• SELECTION
-------
A two-week reset for a reluctant reader
- Take them somewhere with lots of choice — library, bookstore, a friend's shelf — and let them pick 4-5 things with zero commentary from you. Zero.
- Start a nightly read-aloud of something genuinely exciting, ten minutes, no strings attached. End on cliffhangers.
- Put a basket of their picks wherever they already flop down — couch, car, bathroom. Reduce the distance between boredom and a book to zero.
- Say nothing about their reading for two weeks. No praise-per-page, no minute counts, no 'shouldn't you be reading?'
- Watch what they pick up on their own, and quietly get more of whatever that was.
The goal of the reset isn't a transformed reader in fourteen days. It's to drain the pressure out of the room so the book can compete on its own merits. For a lot of kids, that's the first fair fight reading has had in years.
Common questions
Do graphic novels and comics really count as reading?
-------
• EXERCISE REQUIREMENTS
Carry on the reluctant-reader reset guide above from the point where it stops.

• INFORMATION SHOWN
-------
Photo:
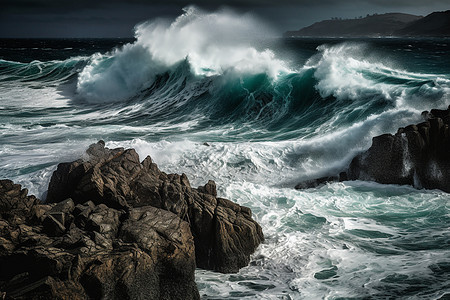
-------
• RIGHT ANSWER
Yes. They involve real text, real vocabulary, and real plot — and they're many kids' bridge into prose. A child devouring graphic novels is a child practicing reading voluntarily, which is the whole objective.
Should I make my child sound out every word they miss?
During skill practice, accuracy matters. During pleasure reading, flow matters more — supply the word and keep the story moving. Mixing the two modes is how bedtime reading turns into a lesson kids start dodging.
My kid only rereads the same series. Should I push new books?
Rereading builds fluency and confidence, so let it run. Strew a similar series nearby without a sales pitch; readers branch out on their own schedule when the current well runs dry.